— start of THE INPUT —
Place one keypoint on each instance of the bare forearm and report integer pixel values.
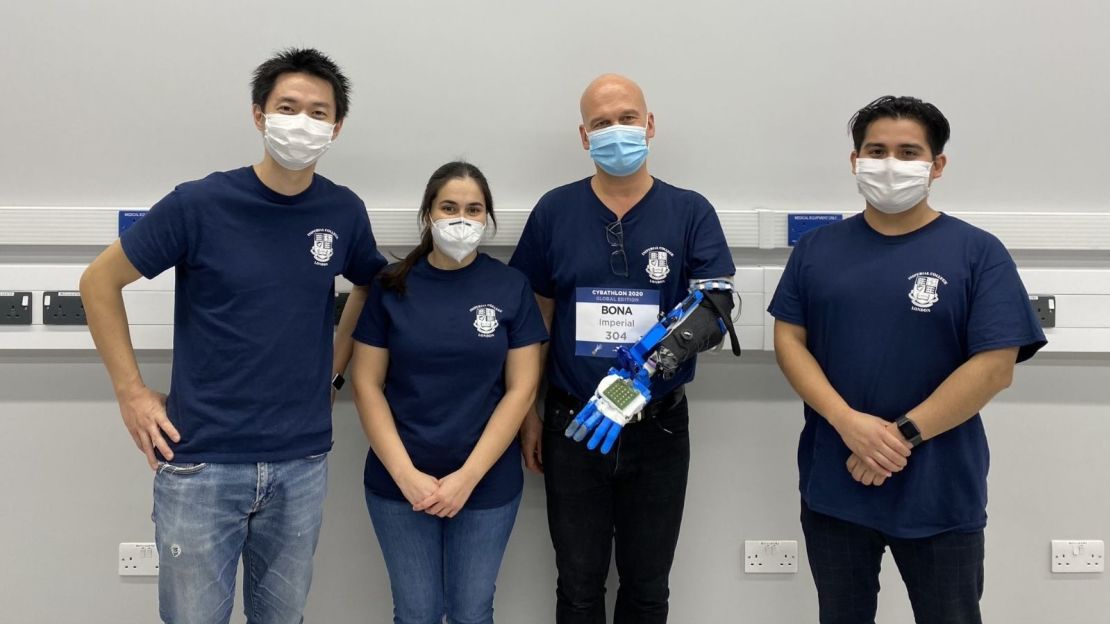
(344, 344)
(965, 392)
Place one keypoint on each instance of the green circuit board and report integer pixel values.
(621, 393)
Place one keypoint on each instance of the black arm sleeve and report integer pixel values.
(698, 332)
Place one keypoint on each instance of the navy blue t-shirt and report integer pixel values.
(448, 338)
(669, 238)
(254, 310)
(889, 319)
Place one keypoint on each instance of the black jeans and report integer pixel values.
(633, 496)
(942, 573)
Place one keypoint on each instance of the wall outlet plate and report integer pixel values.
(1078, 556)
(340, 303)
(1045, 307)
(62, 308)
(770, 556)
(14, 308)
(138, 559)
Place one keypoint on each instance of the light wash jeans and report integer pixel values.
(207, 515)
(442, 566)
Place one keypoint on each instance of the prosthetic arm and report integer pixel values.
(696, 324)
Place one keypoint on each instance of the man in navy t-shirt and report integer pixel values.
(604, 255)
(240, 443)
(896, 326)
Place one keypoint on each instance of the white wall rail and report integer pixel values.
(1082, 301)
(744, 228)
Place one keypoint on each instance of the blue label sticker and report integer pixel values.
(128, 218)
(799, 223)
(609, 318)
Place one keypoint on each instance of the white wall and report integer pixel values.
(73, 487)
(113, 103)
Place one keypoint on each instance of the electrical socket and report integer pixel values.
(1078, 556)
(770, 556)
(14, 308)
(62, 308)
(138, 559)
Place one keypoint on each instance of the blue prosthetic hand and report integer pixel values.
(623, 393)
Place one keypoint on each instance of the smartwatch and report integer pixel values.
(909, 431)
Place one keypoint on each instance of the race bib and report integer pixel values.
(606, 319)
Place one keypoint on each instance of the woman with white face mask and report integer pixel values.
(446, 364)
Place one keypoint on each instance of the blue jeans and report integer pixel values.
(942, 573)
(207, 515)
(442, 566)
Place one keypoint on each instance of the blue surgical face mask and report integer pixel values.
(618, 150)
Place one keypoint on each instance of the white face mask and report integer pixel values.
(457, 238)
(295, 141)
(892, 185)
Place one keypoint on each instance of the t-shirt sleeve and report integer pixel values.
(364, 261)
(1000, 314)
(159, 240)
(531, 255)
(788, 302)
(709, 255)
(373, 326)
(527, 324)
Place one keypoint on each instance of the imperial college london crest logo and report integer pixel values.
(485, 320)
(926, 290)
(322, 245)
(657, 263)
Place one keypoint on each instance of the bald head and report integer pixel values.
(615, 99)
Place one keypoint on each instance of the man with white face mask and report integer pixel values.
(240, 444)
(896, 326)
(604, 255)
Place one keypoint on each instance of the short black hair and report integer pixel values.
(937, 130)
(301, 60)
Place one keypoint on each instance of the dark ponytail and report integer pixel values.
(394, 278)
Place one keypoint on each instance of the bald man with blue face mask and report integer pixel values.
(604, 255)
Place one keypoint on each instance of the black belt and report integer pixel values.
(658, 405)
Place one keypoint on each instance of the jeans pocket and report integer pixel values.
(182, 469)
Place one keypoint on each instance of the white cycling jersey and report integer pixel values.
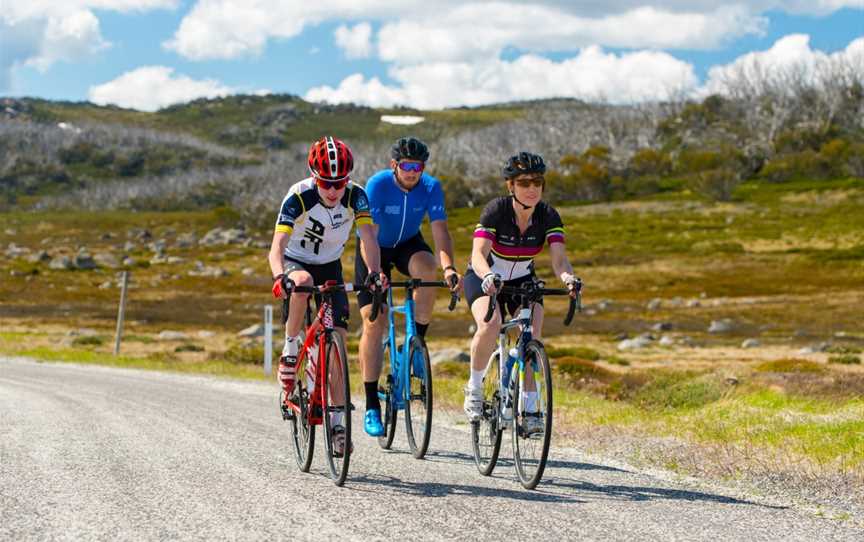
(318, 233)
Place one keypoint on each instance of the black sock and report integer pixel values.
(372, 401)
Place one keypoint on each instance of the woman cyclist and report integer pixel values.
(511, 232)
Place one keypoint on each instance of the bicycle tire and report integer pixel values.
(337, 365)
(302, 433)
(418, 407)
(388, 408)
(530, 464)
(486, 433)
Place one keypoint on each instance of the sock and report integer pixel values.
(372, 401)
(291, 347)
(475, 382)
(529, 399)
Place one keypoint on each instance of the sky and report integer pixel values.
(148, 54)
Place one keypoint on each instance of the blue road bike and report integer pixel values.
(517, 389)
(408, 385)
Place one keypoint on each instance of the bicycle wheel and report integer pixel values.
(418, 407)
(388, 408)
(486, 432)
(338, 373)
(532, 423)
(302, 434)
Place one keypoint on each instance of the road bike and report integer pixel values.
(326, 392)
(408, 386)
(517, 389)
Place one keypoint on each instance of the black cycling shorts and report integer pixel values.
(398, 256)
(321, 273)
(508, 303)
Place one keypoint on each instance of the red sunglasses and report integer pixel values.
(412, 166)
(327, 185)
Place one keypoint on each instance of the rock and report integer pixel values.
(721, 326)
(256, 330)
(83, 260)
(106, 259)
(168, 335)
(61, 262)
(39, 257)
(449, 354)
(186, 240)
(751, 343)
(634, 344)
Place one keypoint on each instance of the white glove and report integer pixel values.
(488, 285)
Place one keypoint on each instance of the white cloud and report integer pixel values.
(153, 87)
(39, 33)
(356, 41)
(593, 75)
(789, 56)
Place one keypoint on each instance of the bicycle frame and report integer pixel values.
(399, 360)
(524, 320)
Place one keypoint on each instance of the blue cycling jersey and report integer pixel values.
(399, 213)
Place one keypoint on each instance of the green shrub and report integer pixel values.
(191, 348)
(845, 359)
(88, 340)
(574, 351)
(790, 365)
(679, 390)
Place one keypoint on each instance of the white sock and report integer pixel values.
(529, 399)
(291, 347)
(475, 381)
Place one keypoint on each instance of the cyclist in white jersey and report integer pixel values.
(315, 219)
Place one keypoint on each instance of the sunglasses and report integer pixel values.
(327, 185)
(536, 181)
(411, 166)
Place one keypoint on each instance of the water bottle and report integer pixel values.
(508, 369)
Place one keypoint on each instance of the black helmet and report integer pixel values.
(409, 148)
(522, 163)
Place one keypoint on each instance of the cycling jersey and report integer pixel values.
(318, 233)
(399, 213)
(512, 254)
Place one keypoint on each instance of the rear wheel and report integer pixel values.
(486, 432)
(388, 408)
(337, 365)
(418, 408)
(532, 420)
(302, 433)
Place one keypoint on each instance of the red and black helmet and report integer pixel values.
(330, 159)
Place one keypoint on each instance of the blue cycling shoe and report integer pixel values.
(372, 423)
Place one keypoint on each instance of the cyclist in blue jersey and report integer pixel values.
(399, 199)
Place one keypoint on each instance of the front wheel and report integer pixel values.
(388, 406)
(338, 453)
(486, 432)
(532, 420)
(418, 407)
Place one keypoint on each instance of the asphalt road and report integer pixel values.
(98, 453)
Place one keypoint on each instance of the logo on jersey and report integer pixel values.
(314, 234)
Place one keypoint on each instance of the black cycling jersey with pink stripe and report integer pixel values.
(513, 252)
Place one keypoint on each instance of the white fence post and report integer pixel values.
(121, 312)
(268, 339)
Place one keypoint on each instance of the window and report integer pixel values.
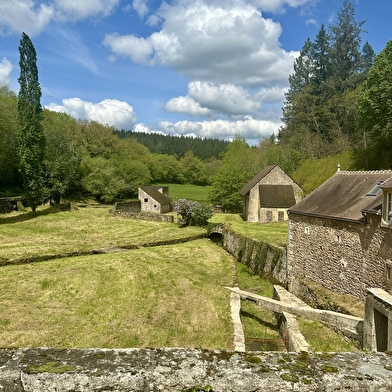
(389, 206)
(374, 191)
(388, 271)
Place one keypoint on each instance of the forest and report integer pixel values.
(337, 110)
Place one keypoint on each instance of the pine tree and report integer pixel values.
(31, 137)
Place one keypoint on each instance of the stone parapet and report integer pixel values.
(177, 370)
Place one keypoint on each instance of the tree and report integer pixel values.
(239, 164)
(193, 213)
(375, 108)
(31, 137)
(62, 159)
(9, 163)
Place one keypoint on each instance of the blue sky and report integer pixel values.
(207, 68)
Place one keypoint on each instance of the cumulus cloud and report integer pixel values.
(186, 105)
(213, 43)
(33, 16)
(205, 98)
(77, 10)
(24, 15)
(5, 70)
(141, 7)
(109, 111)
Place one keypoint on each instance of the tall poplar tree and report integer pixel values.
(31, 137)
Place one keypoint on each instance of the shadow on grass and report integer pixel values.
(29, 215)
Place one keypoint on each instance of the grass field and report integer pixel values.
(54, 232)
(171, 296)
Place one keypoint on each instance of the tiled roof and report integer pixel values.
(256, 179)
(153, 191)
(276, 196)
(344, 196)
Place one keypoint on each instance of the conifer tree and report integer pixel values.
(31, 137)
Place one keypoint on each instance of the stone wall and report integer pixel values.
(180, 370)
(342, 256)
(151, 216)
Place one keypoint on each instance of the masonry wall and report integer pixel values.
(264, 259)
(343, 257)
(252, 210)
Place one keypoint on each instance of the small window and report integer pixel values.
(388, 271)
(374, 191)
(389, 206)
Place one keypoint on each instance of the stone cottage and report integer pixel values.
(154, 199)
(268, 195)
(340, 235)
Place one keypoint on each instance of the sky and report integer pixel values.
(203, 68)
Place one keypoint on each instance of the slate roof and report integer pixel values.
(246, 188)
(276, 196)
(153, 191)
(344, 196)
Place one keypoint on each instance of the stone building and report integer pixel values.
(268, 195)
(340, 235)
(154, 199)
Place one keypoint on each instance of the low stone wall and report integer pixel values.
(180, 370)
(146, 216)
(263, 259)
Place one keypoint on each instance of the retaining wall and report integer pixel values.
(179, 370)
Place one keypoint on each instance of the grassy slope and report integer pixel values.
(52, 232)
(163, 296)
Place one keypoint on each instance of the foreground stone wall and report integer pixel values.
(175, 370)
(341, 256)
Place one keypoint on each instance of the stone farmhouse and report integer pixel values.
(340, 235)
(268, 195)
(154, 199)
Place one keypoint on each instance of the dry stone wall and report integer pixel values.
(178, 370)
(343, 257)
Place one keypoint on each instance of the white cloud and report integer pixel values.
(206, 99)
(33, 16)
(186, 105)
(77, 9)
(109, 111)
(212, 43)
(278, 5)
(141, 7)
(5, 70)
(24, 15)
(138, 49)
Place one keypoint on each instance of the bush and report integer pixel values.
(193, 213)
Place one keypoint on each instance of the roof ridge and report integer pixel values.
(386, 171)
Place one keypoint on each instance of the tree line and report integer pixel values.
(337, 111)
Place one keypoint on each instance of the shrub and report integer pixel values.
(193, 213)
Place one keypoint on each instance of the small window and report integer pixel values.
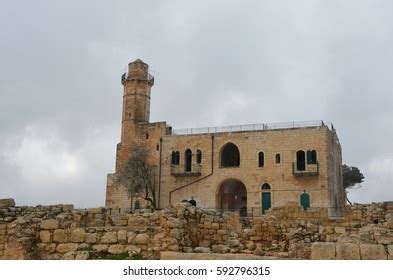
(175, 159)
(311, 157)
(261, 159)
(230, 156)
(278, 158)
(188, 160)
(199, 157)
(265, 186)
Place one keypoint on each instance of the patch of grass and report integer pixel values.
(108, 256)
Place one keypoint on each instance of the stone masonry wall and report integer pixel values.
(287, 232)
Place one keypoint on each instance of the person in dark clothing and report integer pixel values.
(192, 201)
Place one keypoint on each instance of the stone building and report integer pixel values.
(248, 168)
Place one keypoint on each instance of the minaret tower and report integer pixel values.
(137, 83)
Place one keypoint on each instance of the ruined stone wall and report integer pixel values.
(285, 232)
— end of THE INPUT —
## [PROBLEM STATEMENT]
Word for word, restate the lines from the one containing "Place one keypoint on each instance of the roof" through the end of the listing, and nothing more. Skip the pictures.

## [TASK RESULT]
Place one keypoint on each instance of the roof ridge and report integer pixel values.
(386, 171)
Place one keypoint on each instance of the tree line and report integer pixel values.
(337, 111)
Place one keypoint on each instance of the shrub and report integer pixel values.
(193, 213)
Place one keypoint on each instance of the small window and report integer pixel values.
(175, 159)
(311, 157)
(261, 159)
(230, 156)
(278, 158)
(188, 160)
(199, 157)
(265, 186)
Place one keypoint on each instance of the patch of grass and report integer pixel values.
(108, 256)
Place one keypoint on each instance of the stone masonry wall and report integer pixel values.
(287, 232)
Place one keypoint on each instance of the person in dark clothing and report integer pixel values.
(192, 201)
Place one keypoint on each instance of the stone building and report integer pixel values.
(248, 168)
Place one keypoint on each instance of the minaret tower and report integer pixel values.
(137, 83)
Place one keypoint on each instance of the ruined stone wall and report integer pixel values.
(285, 232)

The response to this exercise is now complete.